**What is expected**
Could you return the whole listing, character for character?

**Data for this exercise**
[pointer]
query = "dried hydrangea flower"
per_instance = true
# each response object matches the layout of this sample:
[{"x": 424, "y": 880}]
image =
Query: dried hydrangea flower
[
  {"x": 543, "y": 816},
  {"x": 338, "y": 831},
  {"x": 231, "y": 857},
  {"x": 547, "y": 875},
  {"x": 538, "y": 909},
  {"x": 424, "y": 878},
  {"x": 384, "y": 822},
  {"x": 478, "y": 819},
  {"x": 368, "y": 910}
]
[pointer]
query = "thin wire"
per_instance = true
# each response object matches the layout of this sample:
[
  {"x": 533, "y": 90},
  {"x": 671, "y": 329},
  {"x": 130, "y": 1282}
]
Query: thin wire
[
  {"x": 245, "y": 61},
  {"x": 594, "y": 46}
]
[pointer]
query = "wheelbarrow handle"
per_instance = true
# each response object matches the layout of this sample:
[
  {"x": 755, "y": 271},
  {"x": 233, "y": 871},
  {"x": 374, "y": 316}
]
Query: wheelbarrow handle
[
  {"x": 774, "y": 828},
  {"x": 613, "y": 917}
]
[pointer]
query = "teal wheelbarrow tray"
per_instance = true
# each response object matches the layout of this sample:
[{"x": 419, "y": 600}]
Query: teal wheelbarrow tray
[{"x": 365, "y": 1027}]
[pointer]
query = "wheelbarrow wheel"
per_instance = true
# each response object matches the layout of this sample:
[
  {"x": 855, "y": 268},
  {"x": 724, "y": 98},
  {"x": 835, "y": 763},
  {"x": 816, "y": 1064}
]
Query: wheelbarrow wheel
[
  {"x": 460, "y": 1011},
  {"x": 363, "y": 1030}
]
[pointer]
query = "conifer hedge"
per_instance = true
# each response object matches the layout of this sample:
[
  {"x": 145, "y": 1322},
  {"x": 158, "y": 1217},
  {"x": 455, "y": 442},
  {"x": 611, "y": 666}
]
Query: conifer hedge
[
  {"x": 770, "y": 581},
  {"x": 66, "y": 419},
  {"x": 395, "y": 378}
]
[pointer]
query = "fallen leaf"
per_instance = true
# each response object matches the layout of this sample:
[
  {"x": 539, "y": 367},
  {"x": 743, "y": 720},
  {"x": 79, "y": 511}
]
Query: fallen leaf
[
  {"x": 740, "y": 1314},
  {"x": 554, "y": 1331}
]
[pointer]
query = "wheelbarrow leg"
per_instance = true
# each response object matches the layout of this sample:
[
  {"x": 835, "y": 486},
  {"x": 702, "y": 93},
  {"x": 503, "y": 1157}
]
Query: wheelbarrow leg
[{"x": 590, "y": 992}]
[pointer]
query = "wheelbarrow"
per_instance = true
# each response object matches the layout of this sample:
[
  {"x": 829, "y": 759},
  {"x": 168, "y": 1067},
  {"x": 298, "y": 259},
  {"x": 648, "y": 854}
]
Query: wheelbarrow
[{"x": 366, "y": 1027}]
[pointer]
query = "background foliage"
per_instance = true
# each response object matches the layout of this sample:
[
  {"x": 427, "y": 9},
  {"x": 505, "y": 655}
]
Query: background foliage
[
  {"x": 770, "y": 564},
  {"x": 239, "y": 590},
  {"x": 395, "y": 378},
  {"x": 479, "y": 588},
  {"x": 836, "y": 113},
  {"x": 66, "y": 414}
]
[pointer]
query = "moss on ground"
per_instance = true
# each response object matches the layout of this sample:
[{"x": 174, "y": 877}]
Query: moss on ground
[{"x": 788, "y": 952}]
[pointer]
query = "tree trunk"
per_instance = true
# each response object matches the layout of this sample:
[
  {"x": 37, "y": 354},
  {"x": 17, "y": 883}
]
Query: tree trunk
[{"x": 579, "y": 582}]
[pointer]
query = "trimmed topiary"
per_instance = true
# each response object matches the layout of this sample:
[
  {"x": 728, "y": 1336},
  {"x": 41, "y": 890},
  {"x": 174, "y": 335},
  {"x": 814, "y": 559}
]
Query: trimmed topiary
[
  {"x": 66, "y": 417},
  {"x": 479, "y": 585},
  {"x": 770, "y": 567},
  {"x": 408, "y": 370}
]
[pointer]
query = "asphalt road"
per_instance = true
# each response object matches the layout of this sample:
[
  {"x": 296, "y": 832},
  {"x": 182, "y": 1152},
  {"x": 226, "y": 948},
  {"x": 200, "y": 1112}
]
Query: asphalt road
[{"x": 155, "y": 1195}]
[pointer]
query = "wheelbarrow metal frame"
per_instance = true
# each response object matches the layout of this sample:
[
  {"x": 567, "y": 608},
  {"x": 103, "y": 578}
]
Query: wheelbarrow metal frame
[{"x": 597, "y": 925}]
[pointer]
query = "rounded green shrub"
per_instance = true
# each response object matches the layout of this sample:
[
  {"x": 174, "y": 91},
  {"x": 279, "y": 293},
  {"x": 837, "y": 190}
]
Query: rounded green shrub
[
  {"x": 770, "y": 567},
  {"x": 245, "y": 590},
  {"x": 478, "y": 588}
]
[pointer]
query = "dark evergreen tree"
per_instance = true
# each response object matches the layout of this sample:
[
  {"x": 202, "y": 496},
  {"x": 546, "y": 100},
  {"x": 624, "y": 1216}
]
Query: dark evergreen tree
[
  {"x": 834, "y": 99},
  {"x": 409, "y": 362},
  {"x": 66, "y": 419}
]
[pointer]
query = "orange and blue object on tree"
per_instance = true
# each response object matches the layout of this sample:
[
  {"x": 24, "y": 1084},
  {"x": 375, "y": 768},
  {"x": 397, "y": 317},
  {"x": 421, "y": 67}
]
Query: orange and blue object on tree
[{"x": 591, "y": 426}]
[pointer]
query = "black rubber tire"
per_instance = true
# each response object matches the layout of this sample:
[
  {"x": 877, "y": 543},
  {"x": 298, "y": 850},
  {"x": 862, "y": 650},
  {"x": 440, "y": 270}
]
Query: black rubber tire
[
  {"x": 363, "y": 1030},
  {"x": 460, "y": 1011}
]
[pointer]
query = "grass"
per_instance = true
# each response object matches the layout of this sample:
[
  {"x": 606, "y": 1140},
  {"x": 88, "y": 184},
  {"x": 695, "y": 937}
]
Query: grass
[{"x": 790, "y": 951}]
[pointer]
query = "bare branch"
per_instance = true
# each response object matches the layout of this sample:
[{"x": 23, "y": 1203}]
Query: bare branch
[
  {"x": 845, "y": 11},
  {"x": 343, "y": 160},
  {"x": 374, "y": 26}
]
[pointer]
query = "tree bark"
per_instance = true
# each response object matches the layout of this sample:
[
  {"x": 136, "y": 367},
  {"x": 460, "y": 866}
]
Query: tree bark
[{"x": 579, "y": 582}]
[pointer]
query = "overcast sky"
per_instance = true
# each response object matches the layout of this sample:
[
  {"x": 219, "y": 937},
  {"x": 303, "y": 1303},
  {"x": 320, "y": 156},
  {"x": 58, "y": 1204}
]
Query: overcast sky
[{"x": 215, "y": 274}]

**The completed task**
[pointer]
query = "dried hydrangea flower"
per_instance = true
# each response object matches the layout of this sample:
[{"x": 424, "y": 880}]
image =
Query: dried hydrangea flower
[
  {"x": 543, "y": 816},
  {"x": 338, "y": 831},
  {"x": 231, "y": 857},
  {"x": 547, "y": 875},
  {"x": 538, "y": 909},
  {"x": 424, "y": 878},
  {"x": 384, "y": 822},
  {"x": 478, "y": 819},
  {"x": 368, "y": 910}
]
[pointer]
query = "thin wire"
per_instance = true
# each response object matches the layout of this sample:
[
  {"x": 533, "y": 90},
  {"x": 671, "y": 329},
  {"x": 130, "y": 1282}
]
Query: thin wire
[
  {"x": 245, "y": 61},
  {"x": 594, "y": 46}
]
[pointer]
query = "wheelbarrow handle"
per_instance = true
# each response object matches the layout of this sample:
[
  {"x": 755, "y": 271},
  {"x": 233, "y": 871},
  {"x": 374, "y": 316}
]
Query: wheelbarrow handle
[
  {"x": 774, "y": 828},
  {"x": 613, "y": 917}
]
[pointer]
query = "teal wheelbarrow tray"
per_instance = true
# each response object matches the layout of this sample:
[{"x": 419, "y": 600}]
Query: teal wheelbarrow tray
[{"x": 365, "y": 1027}]
[pointer]
query = "wheelbarrow wheel"
per_instance = true
# each response object matches the layout of this sample:
[
  {"x": 855, "y": 268},
  {"x": 724, "y": 98},
  {"x": 835, "y": 763},
  {"x": 816, "y": 1064}
]
Query: wheelbarrow wheel
[
  {"x": 460, "y": 1011},
  {"x": 363, "y": 1030}
]
[pointer]
query = "conifer hedge"
per_instance = true
# each response object matches the layout of this sample:
[
  {"x": 145, "y": 1322},
  {"x": 158, "y": 1217},
  {"x": 455, "y": 442},
  {"x": 611, "y": 666}
]
Query: conifer hedge
[
  {"x": 770, "y": 581},
  {"x": 66, "y": 419},
  {"x": 395, "y": 378}
]
[pointer]
query = "fallen leaf"
per_instance = true
# each response object matches the layout of this sample:
[
  {"x": 539, "y": 367},
  {"x": 743, "y": 720},
  {"x": 79, "y": 511}
]
Query: fallen leaf
[
  {"x": 740, "y": 1314},
  {"x": 554, "y": 1331}
]
[pointer]
query = "wheelbarrow leg"
per_instance = true
# each response object matches the layout of this sample:
[
  {"x": 835, "y": 486},
  {"x": 702, "y": 93},
  {"x": 503, "y": 1157}
]
Query: wheelbarrow leg
[{"x": 590, "y": 992}]
[pointer]
query = "wheelbarrow"
per_instance = true
# each response object matches the layout of this sample:
[
  {"x": 829, "y": 759},
  {"x": 168, "y": 1067},
  {"x": 298, "y": 259},
  {"x": 648, "y": 854}
]
Query: wheelbarrow
[{"x": 366, "y": 1027}]
[pointer]
query = "background foliage"
per_instance = true
# each response object matches the layout of this sample:
[
  {"x": 427, "y": 9},
  {"x": 505, "y": 655}
]
Query: background foliage
[
  {"x": 770, "y": 564},
  {"x": 239, "y": 590},
  {"x": 395, "y": 378},
  {"x": 479, "y": 588},
  {"x": 836, "y": 113},
  {"x": 66, "y": 414}
]
[pointer]
query = "moss on ground"
per_instance = true
# each response object matches the layout of this sample:
[{"x": 174, "y": 877}]
Query: moss on ground
[{"x": 788, "y": 952}]
[pointer]
query = "tree trunk"
per_instance = true
# each response object matches the layout of this sample:
[
  {"x": 37, "y": 354},
  {"x": 17, "y": 883}
]
Query: tree trunk
[{"x": 579, "y": 582}]
[pointer]
query = "trimmed topiary"
per_instance = true
# each response object matches the layout of this sample:
[
  {"x": 728, "y": 1336},
  {"x": 41, "y": 890},
  {"x": 174, "y": 335},
  {"x": 814, "y": 559}
]
Query: trimmed topiary
[
  {"x": 66, "y": 417},
  {"x": 479, "y": 585},
  {"x": 770, "y": 567},
  {"x": 408, "y": 370}
]
[pointer]
query = "asphalt road"
per_instance = true
# each response object matches the layout of this sample:
[
  {"x": 296, "y": 832},
  {"x": 182, "y": 1152},
  {"x": 226, "y": 948},
  {"x": 200, "y": 1112}
]
Query: asphalt road
[{"x": 155, "y": 1195}]
[pointer]
query = "wheelbarrow metal frame"
per_instance = true
# each response object matches the layout of this sample:
[
  {"x": 567, "y": 608},
  {"x": 103, "y": 578}
]
Query: wheelbarrow metal frame
[{"x": 597, "y": 925}]
[pointer]
query = "rounded green shrub"
per_instance = true
# each response object matches the layout of this sample:
[
  {"x": 174, "y": 91},
  {"x": 279, "y": 293},
  {"x": 837, "y": 190}
]
Query: rounded green shrub
[
  {"x": 770, "y": 567},
  {"x": 245, "y": 590},
  {"x": 478, "y": 588}
]
[pointer]
query = "dark evergreen tree"
per_instance = true
# each response object matches the layout of this sample:
[
  {"x": 202, "y": 496},
  {"x": 546, "y": 100},
  {"x": 624, "y": 1216}
]
Query: dark evergreen tree
[
  {"x": 834, "y": 99},
  {"x": 409, "y": 362},
  {"x": 66, "y": 419}
]
[pointer]
query = "orange and blue object on tree"
per_instance = true
# each response object matches the layout of this sample:
[
  {"x": 24, "y": 1084},
  {"x": 375, "y": 768},
  {"x": 397, "y": 317},
  {"x": 421, "y": 67}
]
Query: orange and blue object on tree
[{"x": 591, "y": 426}]
[pointer]
query = "black rubber tire"
per_instance = true
# each response object matches the layout of this sample:
[
  {"x": 877, "y": 543},
  {"x": 298, "y": 850},
  {"x": 862, "y": 650},
  {"x": 440, "y": 270}
]
Query: black rubber tire
[
  {"x": 363, "y": 1030},
  {"x": 460, "y": 1011}
]
[pointer]
query = "grass"
per_instance = true
# each response object matches the layout of this sample:
[
  {"x": 606, "y": 1140},
  {"x": 88, "y": 184},
  {"x": 695, "y": 937}
]
Query: grass
[{"x": 790, "y": 951}]
[pointer]
query = "bare branch"
per_instance = true
# each response object matches the layout of this sample:
[{"x": 23, "y": 1203}]
Query: bare branch
[
  {"x": 845, "y": 11},
  {"x": 343, "y": 160},
  {"x": 374, "y": 26}
]
[pointer]
query = "tree bark"
per_instance = true
# each response object matches the layout of this sample:
[
  {"x": 136, "y": 367},
  {"x": 460, "y": 866}
]
Query: tree bark
[{"x": 579, "y": 582}]
[pointer]
query = "overcast sky"
per_instance = true
# each response object matches the layout of this sample:
[
  {"x": 219, "y": 937},
  {"x": 303, "y": 1303},
  {"x": 320, "y": 156},
  {"x": 58, "y": 1204}
]
Query: overcast sky
[{"x": 215, "y": 274}]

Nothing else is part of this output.